(Saved entries)
————

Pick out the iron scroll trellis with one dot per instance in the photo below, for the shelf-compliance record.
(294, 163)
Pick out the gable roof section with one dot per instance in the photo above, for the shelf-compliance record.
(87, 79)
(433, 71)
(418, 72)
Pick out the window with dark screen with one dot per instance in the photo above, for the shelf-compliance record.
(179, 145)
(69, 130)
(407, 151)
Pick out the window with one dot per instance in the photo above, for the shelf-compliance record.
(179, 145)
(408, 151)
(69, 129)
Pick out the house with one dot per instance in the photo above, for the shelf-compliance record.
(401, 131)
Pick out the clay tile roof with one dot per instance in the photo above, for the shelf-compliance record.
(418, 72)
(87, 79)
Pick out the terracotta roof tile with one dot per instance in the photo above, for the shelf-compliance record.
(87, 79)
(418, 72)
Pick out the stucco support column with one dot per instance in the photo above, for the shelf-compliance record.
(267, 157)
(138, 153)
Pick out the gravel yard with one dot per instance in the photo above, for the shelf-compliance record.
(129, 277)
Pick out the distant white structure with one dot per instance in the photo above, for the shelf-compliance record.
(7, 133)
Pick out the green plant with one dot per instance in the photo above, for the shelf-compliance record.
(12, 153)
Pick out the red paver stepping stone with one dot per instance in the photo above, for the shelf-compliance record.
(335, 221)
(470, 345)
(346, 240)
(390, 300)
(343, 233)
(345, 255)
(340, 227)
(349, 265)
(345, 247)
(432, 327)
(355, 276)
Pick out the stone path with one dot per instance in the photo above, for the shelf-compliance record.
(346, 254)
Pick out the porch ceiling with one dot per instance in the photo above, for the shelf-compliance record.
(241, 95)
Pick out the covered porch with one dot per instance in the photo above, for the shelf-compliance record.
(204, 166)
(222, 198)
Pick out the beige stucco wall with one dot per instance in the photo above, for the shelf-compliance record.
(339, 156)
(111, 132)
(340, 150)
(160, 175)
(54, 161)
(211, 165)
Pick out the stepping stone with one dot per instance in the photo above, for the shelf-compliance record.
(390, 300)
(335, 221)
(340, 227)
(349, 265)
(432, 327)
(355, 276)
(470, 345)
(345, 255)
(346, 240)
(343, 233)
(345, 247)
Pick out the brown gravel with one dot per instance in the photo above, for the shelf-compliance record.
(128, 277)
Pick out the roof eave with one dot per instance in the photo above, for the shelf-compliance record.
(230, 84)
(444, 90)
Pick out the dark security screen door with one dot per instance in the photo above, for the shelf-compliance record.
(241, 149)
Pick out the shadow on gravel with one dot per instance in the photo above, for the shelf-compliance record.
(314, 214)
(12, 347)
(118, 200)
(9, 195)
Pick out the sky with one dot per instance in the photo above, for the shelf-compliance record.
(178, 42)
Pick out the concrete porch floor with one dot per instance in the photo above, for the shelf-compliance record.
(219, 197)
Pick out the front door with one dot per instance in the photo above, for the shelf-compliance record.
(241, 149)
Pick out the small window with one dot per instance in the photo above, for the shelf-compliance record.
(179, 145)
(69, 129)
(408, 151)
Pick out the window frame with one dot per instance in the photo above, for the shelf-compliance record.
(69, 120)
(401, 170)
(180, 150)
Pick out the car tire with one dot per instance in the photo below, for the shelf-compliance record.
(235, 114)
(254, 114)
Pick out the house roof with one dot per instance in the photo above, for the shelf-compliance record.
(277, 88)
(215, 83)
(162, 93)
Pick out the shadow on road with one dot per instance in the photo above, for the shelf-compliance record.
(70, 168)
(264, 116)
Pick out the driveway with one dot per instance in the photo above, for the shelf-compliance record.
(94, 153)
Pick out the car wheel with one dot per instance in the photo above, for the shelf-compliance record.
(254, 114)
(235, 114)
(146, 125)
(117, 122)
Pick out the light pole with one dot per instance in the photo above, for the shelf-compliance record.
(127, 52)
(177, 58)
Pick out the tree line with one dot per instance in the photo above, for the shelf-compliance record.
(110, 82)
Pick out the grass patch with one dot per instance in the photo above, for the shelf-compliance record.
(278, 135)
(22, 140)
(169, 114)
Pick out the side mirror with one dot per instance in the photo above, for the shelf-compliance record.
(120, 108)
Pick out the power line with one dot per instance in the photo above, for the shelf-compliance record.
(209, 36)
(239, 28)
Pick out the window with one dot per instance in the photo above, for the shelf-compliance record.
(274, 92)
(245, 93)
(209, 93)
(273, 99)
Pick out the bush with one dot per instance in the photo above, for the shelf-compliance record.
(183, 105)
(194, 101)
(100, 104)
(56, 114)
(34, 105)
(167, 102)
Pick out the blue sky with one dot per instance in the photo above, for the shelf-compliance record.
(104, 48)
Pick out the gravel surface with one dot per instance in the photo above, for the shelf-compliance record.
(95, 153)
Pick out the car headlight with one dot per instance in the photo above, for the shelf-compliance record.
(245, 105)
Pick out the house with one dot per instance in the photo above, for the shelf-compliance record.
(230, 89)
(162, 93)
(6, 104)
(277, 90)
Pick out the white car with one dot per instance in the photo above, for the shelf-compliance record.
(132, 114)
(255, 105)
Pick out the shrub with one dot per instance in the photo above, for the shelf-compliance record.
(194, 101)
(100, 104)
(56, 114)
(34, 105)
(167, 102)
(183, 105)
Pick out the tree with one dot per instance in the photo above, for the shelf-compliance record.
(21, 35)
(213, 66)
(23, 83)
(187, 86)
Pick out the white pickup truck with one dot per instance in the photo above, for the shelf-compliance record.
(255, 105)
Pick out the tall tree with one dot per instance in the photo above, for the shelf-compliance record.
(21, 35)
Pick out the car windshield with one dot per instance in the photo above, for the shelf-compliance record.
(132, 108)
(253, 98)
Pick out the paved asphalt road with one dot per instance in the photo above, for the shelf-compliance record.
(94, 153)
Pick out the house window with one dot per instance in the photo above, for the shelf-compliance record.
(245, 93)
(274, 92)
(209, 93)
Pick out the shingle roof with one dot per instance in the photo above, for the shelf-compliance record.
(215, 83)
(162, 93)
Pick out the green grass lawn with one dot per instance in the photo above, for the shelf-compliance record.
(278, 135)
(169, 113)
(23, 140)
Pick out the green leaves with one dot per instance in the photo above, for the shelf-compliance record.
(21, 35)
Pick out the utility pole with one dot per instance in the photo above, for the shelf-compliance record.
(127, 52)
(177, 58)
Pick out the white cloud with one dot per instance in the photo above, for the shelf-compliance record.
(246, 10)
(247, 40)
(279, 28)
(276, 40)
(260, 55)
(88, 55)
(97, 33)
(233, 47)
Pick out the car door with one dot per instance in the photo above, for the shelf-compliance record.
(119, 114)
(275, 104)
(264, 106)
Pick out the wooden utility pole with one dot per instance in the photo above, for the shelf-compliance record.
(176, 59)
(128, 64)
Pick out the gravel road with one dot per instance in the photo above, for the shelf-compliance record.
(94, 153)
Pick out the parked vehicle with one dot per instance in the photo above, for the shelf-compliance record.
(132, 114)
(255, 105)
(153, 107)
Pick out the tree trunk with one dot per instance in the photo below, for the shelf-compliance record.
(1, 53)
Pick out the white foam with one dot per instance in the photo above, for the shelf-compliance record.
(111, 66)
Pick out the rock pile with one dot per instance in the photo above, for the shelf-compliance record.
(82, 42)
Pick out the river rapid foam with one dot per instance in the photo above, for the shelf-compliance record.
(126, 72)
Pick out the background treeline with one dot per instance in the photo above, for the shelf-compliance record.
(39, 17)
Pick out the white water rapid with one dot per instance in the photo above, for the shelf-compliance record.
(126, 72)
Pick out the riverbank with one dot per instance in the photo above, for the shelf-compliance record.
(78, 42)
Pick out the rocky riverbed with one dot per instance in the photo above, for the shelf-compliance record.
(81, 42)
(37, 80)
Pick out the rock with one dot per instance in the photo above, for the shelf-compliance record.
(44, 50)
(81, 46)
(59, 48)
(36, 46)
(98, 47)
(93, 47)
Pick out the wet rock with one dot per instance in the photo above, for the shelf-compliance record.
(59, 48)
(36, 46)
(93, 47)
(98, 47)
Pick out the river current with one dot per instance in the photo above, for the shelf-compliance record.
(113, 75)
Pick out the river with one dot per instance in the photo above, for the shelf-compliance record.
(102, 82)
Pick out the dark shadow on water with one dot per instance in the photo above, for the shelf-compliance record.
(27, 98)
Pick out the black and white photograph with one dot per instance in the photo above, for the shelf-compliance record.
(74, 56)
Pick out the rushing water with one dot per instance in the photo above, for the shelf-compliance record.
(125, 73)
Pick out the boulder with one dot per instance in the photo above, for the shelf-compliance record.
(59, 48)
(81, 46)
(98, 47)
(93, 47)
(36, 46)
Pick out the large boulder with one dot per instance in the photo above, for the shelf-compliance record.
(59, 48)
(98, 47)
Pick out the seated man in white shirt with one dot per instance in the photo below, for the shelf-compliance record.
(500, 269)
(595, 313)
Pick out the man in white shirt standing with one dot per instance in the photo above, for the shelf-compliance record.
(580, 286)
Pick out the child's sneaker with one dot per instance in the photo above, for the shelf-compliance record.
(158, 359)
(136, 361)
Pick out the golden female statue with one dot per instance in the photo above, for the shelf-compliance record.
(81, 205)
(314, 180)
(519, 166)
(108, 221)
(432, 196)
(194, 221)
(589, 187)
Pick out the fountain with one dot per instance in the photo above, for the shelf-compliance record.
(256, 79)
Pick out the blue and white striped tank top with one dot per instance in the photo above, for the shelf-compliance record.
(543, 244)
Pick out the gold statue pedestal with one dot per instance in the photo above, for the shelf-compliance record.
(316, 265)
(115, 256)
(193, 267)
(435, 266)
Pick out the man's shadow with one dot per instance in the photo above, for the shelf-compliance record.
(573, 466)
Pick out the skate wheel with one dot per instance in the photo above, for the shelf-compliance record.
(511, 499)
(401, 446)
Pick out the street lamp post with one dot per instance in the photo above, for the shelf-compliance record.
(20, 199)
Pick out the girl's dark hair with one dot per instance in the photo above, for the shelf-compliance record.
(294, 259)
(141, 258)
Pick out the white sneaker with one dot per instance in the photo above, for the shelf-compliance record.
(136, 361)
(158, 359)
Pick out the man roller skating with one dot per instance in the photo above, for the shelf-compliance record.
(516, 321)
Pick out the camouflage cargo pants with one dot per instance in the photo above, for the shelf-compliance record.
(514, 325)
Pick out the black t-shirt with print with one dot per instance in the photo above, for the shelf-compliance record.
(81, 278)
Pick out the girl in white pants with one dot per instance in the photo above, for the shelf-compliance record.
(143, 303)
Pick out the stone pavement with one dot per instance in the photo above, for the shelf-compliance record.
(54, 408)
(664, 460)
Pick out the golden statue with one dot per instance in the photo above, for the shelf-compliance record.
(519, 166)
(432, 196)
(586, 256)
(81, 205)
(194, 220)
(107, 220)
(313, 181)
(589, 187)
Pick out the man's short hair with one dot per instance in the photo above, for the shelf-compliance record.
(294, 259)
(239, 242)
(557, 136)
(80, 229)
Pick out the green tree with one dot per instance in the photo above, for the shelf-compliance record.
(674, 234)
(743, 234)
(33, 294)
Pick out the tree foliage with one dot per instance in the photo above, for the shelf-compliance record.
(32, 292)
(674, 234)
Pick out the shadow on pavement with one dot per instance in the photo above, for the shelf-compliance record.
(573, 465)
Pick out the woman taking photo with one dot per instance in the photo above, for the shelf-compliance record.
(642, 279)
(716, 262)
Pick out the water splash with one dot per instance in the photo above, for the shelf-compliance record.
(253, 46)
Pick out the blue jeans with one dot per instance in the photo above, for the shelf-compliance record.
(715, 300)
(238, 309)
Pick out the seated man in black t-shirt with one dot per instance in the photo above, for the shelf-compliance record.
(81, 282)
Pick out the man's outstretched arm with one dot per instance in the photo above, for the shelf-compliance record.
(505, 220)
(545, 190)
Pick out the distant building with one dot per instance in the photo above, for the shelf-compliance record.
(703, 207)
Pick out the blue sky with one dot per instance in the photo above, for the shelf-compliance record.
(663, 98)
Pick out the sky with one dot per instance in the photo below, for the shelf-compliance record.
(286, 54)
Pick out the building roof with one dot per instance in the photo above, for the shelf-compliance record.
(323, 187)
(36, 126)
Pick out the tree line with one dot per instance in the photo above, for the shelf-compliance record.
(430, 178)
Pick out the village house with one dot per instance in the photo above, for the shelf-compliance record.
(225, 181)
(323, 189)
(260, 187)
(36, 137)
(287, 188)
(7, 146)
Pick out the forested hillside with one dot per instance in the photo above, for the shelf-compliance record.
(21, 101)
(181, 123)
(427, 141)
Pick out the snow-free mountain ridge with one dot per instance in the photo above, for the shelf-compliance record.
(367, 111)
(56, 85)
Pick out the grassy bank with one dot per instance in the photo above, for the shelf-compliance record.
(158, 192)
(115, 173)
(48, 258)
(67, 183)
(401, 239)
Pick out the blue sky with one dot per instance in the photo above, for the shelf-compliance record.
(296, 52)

————

**What is needed**
Return, without any change, only the lines from the one containing "Pick out the village" through the last line of the entries above.

**Answer to this task**
Pick out the village house with one dot per instance in the photo above, for the shelf-compliance record.
(225, 181)
(323, 189)
(260, 187)
(36, 137)
(287, 188)
(7, 146)
Pick out the forested hillside with one dot per instance in the photo above, for the shelf-compliance record.
(21, 101)
(181, 123)
(427, 141)
Pick out the snow-free mountain ridge with one dot per instance in the photo above, for the shelf-compliance record.
(367, 111)
(56, 85)
Pick out the grassy bank with one dot per instance in the photo above, for the shelf-compliance record.
(158, 192)
(115, 173)
(48, 258)
(67, 183)
(401, 239)
Pick out the blue sky with one dot per instance in the photo above, for the shelf-compliance record.
(296, 52)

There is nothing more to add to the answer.